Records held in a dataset
────

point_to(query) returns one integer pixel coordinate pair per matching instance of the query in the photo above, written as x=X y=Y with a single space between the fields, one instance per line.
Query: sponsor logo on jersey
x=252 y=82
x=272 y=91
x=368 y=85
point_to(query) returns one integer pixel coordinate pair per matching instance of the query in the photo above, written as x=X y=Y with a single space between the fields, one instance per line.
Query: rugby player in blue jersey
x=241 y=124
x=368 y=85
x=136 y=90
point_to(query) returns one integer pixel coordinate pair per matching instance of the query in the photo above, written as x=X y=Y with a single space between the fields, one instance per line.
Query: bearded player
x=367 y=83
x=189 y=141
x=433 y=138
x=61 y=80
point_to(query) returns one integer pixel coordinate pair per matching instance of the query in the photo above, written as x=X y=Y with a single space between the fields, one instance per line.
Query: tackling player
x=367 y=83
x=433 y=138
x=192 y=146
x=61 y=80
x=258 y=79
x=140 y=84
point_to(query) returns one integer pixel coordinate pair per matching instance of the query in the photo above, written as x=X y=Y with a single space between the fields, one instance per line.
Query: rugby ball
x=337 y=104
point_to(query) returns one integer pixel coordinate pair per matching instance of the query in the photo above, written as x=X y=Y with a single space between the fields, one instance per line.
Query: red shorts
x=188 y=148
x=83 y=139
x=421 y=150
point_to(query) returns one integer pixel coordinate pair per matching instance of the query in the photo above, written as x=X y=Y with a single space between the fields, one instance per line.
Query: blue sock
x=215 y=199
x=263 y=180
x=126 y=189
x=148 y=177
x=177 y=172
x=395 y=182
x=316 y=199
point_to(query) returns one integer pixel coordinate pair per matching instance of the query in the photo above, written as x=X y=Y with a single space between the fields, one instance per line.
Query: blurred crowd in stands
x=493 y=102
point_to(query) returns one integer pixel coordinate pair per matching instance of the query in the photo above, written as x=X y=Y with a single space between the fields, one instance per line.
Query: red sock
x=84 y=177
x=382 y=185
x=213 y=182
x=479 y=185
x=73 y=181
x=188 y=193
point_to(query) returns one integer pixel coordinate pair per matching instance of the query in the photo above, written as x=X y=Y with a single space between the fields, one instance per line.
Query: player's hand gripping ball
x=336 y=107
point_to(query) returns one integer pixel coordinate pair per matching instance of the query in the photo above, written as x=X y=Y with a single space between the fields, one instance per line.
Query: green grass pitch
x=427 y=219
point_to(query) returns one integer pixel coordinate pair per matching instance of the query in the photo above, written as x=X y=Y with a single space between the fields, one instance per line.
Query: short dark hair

────

What to work on
State how many lines of the material above contain the word "ball". Give the number alone.

Task solution
2